Die Anwendungsebene sollte keine Kenntnisse über die Datenbank haben. Sie soll keine Queries bauen und keine ResultSets interpretieren. Die Datenschicht bietet häufig Methoden für Anfragen und erzeugt aus den Ergebnissen Objekte (aus dem Modell), die in Anwendungs- und Darstellungsschicht verwendet werden können. Du kannst Dir mal etwas zum DAO anschauen. Auf diese Weise werden die Schichten voneinander entkoppelt.


----------



## bronks (17. Dez 2009)

SegFault hat gesagt.:


> ... Leider ist es weniger für Stand Alone Applications geeignet (Man kann selbst keine wirklich nutzerverwaltung auf DB Ebene damit machen, da der Login direkt im config file angegeben ist) ...


Doch, doch kann man. Erst vor kurzem ging es hier um das Thema. Insgesamt rate ich davon ab, dem Benutzer Zugriff auf die DB zu geben, außer nur lesend. Da finden sich zu oft ein paar Schlaumeier, die mit Datenbankwerkzeugen ansatzweise umgehen können und dann auf der Datenbank Mist machen. Zwar dürfen Sich diese dann einen neuen Job suchen, aber es gibt zu viele Spinner.
++++
Nennen Sie alles, was die Anwendungsebene laut dem Textausschnitt nicht haben oder nicht tun soll.

# Ausgewählte Daten
++++
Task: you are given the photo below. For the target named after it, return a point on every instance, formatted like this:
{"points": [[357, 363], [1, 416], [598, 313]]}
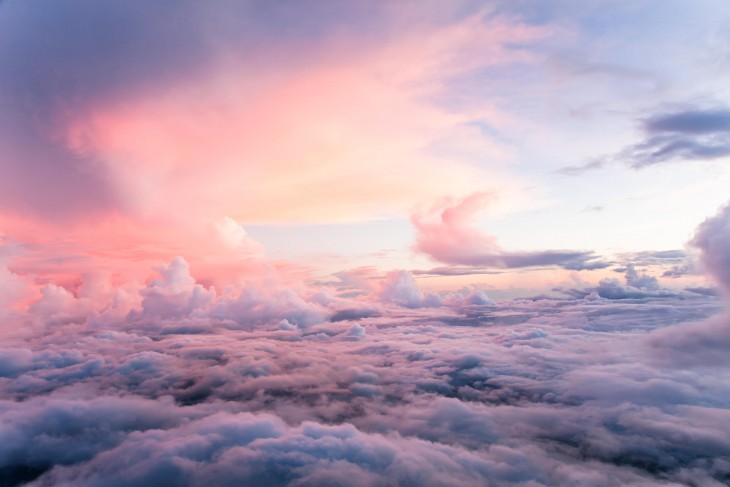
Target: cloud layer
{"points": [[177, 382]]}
++++
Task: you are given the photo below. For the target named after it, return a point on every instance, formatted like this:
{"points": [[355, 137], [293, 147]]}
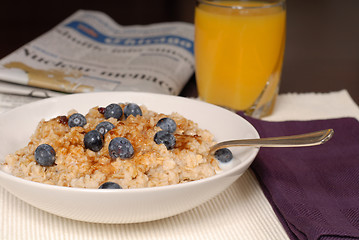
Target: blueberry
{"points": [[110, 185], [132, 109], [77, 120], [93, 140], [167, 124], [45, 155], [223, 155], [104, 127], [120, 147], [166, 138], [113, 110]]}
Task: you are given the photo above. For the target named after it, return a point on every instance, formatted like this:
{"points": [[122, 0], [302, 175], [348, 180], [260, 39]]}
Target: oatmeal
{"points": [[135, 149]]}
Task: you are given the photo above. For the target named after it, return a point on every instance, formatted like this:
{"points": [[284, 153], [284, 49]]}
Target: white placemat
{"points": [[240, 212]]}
++++
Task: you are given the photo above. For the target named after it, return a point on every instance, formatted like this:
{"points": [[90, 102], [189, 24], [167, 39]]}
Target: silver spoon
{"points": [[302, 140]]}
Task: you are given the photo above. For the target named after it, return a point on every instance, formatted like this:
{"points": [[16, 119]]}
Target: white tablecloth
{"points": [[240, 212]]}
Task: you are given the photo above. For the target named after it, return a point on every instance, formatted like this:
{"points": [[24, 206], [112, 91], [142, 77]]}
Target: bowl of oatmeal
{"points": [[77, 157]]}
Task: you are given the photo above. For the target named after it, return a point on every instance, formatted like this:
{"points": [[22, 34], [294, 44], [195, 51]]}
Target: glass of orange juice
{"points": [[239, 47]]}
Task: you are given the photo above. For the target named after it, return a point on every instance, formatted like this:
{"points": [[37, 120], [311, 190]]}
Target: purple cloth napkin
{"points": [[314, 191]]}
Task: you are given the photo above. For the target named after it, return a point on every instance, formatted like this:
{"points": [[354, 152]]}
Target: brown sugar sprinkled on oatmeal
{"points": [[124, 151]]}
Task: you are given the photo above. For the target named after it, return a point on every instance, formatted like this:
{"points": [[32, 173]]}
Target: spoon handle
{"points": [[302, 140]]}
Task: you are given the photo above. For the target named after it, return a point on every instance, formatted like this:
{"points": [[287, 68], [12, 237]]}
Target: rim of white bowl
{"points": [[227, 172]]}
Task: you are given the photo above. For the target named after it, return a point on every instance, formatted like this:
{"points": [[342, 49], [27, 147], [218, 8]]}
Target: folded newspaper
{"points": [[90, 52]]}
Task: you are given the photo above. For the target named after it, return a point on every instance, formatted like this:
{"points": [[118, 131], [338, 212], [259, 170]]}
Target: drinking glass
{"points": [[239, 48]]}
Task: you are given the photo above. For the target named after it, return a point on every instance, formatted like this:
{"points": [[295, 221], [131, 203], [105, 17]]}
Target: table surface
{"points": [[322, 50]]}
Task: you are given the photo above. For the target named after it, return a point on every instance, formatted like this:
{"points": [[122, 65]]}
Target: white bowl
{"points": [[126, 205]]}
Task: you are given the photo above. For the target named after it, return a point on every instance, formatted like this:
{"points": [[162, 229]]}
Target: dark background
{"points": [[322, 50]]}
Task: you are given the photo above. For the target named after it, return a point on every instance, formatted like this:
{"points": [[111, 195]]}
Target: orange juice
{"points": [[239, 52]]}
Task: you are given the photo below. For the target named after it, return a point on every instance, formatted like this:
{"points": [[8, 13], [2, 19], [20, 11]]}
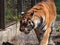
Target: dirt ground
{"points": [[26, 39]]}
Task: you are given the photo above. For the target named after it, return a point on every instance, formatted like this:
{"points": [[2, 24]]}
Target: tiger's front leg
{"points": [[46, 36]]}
++++
# Ergebnis
- Kenntnisse über die Datenbank haben
- Queries bauen
- ResultSets interpretieren